Sacrées nanas, inclassables et irrésistibles, venues d’Ukraine !
Vendredi 28 janvier & samedi 29 janvier 2022, 20h30. Opéra Grand Avignon
« Cabaret Punk ». Crossover symphonique.
Dakh Daughters. Orchestre National Avignon-Provence. Direction, Samuel Jean, remplaçant Gast Waltzing initialement prévu. « Cabaret Punk », Orchestration, Pierre Thilloy
Un projet « transversal » avec les Dakh Daughters, groupe de sept artistes ukrainiennes mêlant musique de genre, théâtre et créations expérimentales.
Voir la saison de l’Orchestre National Avignon-Provence
Pour décoiffer, ce fut une soirée décoiffante et roborative, ou plutôt deux soirées, puisque le même concert a été donné deux fois, vendredi et samedi soir à l’Opéra Grand Avignon. Electronique et symphonique réunis sur une même scène, c’était inattendu… et très réussi !
La salle de l’opéra frappant des mains, puis debout… on n’avait guère connu pareille fièvre depuis plusieurs années (sauf pour Julie Fuchs en début de saison). Chacun y a trouvé son compte : les amateurs de musique amplifiée, les fans de musiques du monde, la communauté russe locale, et même les mélomanes classiques, comme nous.
Proférations juste murmurées, ou jetées en un cri, ou quasi slamées… Les Dakh Daughters, ces Femens des confins de l’Europe, mutatis mutandis, sont depuis plusieurs années le fer de lance d’une révolte artistique dans le seul théâtre privé d’Ukraine, le Dakh éponyme ; une révolte viscérale mais presque joyeuse, saine, bouillonnante de créativité, et généreuse, sans haine, sans acrimonie ; un spectacle plébiscité partout dans le monde, qui déploie allègrement le drapeau national bleu/jaune au salut final.
Sacrées nanas, hypervitaminées ! Des Buster Keaton lunaires, toutes de blanc et noir vêtues et maquillées, que ces six filles (la septième était absente), chanteuses – même si on est loin d’une Sabine Devielhe ou Marie-Nicole Lemieux – et musiciennes – divers instruments, jusqu’à des cousins des cors des Alpes – !
Tous les ingrédients du grand show de variétés sont réunis : des lumières crues, des amplis, des projections vidéo… Les chants, en français – exquise politesse, d’autant que plusieurs d’entre parlent couramment la langue – ou en langue originelle, ne font pas dans la dentelle, et l’attaque est rude, voire trash, avec vocabulaire et images à ne pas mettre entre toutes oreilles et regards… même si les enfants n’étaient pas rares dans la salle, et si une dizaine de classes dans la journée en séance scolaire s’étaient régalées, nous dit Pierre Thilloy le compositeur.

QUESTION COURTE 1: Dans le compte rendu du concert, qui dirige l'orchestre à la place de Gast Waltzing ?
QUESTION COURTE 2: Recopiez le passage du compte rendu du concert qui va de « Proférations juste murmurées, ou » à « au salut final. ».

DONNÉES FOURNIES:
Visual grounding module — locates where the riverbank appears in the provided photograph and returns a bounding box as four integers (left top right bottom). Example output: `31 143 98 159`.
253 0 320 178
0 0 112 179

RÉPONSE 1: Samuel Jean.

RÉPONSE 2:
Proférations juste murmurées, ou jetées en un cri, ou quasi slamées… Les Dakh Daughters, ces Femens des confins de l’Europe, mutatis mutandis, sont depuis plusieurs années le fer de lance d’une révolte artistique dans le seul théâtre privé d’Ukraine, le Dakh éponyme ; une révolte viscérale mais presque joyeuse, saine, bouillonnante de créativité, et généreuse, sans haine, sans acrimonie ; un spectacle plébiscité partout dans le monde, qui déploie allègrement le drapeau national bleu/jaune au salut final.